We had a good Signing session this afternoon including another practice of ‘The Fisherman and His Wife’. This simple repetitive story works well for learning the signs. It’s also good for using expression in Sign as the sea gets rougher and wilder as the story goes on.

Got the gasman tomorrow (sigh) and we’ll try to get to Mass and Confession-at least for those not at work. Al says he will take me out tomorrow Chinese Restaurant – though Josh has an audition for Seven Brides for Seven Brothers. I did actually give him a singing lesson t’other day—it was an interesting experience!


Man came to fix the gas fire in the back room! WHOOPIE! We have heat!.

SCIENCE for Little Ones Alex found the whole set of the Usborne Pocket Science booklets which had been kept in his room. Our auntie Margo had given them to us and they are ideal for homeschooling. I think Roni is a little young for them yet. They are aimed at 7yr olds, but we can do some introductory work on some of them next term.  We will probably start with ‘How Do Bees Make Honey?’ which Usborne have usefully added QUICK LINKS for further research. You’ll see they link to a lot of other stuff including downloadable and printable manuscript paper.

## SHORT EXERCISE A
Extract the entries word for word, starting at the line containing "of the wire" and running through the final line of the entries, with both ends included.

[Items from a dataset]
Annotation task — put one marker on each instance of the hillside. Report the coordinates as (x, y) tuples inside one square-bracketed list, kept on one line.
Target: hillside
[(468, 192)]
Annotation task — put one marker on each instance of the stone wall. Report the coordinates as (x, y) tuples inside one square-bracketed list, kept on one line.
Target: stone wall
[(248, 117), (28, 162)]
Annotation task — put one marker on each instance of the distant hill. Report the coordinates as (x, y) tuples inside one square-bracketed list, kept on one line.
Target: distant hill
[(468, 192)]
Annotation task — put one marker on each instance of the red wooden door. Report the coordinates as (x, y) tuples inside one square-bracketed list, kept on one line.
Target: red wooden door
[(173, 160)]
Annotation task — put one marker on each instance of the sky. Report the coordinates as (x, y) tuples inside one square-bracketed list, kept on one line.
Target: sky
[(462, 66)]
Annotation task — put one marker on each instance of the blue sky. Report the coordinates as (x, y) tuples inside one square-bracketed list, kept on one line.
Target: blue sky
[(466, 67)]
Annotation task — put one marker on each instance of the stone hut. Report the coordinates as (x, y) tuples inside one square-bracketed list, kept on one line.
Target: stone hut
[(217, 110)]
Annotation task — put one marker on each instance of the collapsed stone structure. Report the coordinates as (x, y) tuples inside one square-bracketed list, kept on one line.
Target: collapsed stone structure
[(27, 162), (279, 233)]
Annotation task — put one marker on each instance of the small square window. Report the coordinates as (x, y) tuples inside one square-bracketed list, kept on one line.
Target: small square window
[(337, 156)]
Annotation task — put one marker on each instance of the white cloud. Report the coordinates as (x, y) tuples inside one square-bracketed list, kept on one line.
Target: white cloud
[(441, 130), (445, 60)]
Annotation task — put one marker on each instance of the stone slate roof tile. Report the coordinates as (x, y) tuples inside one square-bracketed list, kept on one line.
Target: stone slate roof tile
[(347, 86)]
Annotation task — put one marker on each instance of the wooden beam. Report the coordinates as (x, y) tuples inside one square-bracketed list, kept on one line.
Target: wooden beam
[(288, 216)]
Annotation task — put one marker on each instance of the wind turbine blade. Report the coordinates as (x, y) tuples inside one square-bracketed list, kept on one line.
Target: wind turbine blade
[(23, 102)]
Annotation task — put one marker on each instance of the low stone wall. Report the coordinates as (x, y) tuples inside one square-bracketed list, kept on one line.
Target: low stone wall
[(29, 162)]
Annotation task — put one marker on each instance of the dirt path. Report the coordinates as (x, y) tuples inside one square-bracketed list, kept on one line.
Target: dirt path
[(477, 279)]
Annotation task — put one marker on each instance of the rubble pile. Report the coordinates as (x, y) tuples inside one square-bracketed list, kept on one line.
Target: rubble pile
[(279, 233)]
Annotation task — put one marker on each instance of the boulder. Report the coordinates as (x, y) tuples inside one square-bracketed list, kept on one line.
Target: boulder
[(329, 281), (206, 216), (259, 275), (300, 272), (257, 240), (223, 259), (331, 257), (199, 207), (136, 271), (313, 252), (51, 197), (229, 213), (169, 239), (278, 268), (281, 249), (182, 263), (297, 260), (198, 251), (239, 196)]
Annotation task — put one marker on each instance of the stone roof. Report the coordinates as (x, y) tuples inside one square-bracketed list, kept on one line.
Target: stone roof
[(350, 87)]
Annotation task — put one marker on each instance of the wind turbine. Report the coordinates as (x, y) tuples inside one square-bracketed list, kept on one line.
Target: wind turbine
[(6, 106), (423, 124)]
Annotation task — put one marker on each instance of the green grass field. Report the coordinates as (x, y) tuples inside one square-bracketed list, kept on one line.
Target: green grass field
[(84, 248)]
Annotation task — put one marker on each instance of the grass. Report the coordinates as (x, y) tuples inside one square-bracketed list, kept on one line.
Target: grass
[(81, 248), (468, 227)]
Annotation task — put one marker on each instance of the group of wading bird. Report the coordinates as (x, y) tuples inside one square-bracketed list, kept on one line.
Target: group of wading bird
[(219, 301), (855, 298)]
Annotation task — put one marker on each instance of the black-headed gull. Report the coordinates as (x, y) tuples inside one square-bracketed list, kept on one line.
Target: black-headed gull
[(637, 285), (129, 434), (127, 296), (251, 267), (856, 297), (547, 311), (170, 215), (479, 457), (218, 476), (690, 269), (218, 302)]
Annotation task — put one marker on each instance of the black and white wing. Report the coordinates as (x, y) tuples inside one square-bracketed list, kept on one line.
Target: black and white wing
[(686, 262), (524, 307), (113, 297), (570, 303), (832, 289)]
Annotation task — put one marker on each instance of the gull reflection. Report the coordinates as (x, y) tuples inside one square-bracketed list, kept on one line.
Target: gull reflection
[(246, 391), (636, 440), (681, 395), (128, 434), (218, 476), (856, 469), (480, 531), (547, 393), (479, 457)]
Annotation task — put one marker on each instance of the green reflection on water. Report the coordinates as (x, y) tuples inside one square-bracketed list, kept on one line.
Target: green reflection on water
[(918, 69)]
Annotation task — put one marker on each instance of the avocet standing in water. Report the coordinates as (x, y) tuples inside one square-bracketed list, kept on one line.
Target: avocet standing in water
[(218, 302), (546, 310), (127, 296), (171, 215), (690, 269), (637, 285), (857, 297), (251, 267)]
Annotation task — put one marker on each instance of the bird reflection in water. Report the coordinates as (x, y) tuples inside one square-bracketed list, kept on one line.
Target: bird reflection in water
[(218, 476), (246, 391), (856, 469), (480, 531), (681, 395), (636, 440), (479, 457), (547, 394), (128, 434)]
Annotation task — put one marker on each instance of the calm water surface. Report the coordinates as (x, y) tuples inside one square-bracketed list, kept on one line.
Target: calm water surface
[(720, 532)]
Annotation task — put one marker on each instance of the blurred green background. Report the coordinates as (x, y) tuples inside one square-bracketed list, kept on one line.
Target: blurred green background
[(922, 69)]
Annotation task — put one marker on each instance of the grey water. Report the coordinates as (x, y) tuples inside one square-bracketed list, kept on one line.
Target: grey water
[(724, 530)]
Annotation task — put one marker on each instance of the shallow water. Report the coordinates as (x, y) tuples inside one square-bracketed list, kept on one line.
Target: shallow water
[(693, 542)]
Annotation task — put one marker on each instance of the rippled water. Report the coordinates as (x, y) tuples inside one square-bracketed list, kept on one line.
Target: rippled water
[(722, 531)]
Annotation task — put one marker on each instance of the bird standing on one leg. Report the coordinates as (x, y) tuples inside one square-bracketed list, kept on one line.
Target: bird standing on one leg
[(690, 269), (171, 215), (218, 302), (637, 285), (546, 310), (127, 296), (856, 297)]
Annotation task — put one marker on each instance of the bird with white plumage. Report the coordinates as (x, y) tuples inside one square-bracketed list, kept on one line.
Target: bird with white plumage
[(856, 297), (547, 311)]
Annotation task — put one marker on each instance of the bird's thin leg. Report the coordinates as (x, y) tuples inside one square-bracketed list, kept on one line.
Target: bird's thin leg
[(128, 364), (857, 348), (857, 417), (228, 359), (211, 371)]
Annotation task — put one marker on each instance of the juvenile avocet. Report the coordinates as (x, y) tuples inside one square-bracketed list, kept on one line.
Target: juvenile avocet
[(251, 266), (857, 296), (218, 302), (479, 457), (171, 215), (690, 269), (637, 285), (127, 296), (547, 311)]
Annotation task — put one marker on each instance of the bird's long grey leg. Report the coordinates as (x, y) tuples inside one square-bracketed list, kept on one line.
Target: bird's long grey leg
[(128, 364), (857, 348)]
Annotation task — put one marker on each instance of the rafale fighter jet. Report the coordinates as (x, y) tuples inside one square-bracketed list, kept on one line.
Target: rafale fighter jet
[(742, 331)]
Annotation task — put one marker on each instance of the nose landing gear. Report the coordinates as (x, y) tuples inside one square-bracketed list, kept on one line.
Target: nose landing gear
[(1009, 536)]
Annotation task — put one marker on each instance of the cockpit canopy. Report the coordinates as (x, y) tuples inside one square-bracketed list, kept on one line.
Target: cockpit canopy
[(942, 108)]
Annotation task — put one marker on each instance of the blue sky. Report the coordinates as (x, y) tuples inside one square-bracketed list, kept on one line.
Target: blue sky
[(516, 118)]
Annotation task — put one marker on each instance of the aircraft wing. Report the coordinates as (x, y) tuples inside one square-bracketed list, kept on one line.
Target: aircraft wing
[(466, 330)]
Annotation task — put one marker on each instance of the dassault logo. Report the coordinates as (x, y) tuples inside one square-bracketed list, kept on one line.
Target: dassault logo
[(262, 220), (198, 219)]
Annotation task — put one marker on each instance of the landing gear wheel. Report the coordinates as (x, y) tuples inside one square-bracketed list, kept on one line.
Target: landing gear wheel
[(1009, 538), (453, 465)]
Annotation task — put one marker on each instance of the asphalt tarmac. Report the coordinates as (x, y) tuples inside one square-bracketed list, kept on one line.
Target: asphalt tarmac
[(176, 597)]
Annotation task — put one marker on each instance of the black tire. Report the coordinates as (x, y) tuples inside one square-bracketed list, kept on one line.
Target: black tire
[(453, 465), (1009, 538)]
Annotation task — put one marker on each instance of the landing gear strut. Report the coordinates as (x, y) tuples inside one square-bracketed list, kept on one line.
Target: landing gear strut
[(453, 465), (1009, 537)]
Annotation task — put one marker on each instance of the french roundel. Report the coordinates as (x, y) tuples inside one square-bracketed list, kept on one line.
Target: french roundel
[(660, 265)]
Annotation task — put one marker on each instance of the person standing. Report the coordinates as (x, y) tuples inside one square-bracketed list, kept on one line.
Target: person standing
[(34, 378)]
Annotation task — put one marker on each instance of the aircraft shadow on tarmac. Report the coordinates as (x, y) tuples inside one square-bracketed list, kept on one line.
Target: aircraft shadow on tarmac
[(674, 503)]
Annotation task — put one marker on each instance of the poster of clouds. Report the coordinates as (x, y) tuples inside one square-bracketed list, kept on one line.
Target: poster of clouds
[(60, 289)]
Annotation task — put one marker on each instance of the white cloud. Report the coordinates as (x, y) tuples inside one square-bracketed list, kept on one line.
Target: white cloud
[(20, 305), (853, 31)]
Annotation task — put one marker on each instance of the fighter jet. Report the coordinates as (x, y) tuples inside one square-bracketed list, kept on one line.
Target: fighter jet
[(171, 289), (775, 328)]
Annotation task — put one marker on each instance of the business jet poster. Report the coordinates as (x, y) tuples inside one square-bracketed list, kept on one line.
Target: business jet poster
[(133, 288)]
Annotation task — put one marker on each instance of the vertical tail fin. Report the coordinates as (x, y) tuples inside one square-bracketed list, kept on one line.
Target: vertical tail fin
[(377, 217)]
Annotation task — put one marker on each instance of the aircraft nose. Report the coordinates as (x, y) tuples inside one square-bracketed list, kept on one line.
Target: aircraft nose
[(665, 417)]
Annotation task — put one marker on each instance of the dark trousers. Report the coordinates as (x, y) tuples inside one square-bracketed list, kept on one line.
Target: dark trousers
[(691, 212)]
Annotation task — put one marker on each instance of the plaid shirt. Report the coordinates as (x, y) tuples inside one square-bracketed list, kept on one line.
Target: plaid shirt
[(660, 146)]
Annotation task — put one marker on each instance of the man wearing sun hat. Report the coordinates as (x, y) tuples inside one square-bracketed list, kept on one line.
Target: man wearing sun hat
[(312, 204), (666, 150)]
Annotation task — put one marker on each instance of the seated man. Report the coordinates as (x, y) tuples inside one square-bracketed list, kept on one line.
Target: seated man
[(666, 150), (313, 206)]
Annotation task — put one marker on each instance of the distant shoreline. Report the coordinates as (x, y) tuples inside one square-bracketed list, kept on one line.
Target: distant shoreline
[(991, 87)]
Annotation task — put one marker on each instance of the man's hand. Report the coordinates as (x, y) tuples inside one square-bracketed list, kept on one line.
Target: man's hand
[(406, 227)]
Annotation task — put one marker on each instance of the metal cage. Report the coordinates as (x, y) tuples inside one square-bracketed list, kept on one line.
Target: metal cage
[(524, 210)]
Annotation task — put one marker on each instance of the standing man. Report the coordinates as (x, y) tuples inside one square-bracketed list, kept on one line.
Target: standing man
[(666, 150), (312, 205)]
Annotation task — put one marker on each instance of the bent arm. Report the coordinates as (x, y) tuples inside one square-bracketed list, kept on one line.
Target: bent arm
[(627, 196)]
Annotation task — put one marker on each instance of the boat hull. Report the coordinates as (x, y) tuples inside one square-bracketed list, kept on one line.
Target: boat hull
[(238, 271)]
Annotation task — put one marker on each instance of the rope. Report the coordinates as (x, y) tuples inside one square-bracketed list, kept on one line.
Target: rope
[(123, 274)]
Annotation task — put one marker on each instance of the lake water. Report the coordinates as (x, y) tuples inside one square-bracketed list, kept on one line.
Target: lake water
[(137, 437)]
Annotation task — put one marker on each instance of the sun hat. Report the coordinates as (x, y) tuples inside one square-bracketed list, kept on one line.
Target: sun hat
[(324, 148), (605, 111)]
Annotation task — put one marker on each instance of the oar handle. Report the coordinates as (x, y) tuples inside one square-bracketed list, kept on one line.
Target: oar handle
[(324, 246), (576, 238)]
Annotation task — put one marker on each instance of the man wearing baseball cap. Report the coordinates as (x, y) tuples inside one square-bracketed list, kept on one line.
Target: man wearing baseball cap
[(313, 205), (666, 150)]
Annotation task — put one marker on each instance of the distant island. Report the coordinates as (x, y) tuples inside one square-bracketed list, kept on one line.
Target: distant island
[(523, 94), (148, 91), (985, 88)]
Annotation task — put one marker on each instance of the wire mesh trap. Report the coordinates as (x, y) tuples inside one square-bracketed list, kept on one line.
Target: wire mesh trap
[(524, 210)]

## SHORT EXERCISE B
In the homeschooling post, what age are the Usborne Pocket Science booklets aimed at?

## TASK ANSWER A
Annotation task — put one marker on each instance of the wire mesh trap. Report the coordinates as (x, y) tuples inside one square-bracketed list, kept on one line.
Target: wire mesh trap
[(524, 210)]

## TASK ANSWER B
They are aimed at 7-year-olds.